▶ [Excerpted passage]
----------------

Tuesday, January 20, 2015

Going Bovine & The Opposite of Loneliness

This week for my book review, I am posting my thoughts on both of the books that I recently finished. These books are both incredible, so I couldn’t write about just one or the other. I hope that you enjoy reading my thoughts about them and maybe even get inspired to read one of these fantastic books.
Bray, Libba. Going Bovine. New York: Delacorte, 2009.
                I am starting this review with Going Bovine because if you have looked at my “Books” page (which has all the books that I have read this trimester in the order that I have read them) I started reading this book quite a while ago. I actually started reading it in the beginning of December and didn’t get to finishing it until just now. I am going to start by saying that this is a longer book but is most definitely worth your time. Going Bovine is about a high school kid named Cameron. He is bored and sick of his same old school and same old town. He is starting to think that nothing will ever change for him when he suddenly diagnosed with mad cow disease. At this point his life starts to spin out of control. He starts having hallucinations and sometimes he can’t even control his body anymore. He has given up on living and accepted that he cannot be saved. But while lying in the hospital he is visited by Dulcie, an angel with pink hair. Dulcie tells him that he can be saved by a man called Dr. X, and that he needs to not only save himself, but save the world. This gets him started on the wildest adventure of his life. His only companions are a dwarf that he met in the hospital, a yard gnome that claims to be a god, and the angel who sent him on his quest. And on Cameron’s journey to escape from death, he actually lives for the first time in his life.

----------------

▶ [Study material]
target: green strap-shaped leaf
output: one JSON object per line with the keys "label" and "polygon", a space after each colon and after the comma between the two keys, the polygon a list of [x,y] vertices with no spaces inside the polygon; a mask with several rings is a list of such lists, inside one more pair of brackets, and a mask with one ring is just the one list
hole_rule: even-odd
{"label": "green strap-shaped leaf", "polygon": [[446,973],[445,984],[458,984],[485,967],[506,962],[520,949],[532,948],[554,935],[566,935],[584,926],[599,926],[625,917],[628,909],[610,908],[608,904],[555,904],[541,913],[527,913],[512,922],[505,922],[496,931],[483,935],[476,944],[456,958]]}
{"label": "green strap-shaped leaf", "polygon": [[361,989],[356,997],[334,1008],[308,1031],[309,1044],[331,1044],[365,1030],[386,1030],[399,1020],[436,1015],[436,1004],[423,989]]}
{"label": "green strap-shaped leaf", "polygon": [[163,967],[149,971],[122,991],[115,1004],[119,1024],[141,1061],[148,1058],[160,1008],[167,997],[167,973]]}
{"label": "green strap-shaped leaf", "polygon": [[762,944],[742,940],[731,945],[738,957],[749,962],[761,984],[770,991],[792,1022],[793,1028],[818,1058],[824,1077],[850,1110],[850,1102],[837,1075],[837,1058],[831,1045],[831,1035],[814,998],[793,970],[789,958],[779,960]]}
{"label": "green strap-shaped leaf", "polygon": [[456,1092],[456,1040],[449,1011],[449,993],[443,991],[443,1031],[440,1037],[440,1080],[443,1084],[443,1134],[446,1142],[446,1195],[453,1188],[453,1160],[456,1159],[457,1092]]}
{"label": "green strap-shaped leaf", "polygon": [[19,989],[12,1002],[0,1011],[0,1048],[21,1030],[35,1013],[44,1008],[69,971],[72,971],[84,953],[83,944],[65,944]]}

----------------

▶ [Complete the following]
- A) In the book review, list every companion Cameron has on his journey.
- B) Write out everything in the book review from "This week for" down to "these fantastic books.".

▶ [Responses in order]
- A)
- A dwarf he met in the hospital
- A yard gnome that claims to be a god
- The angel who sent him on his quest

- B)
This week for my book review, I am posting my thoughts on both of the books that I recently finished. These books are both incredible, so I couldn’t write about just one or the other. I hope that you enjoy reading my thoughts about them and maybe even get inspired to read one of these fantastic books.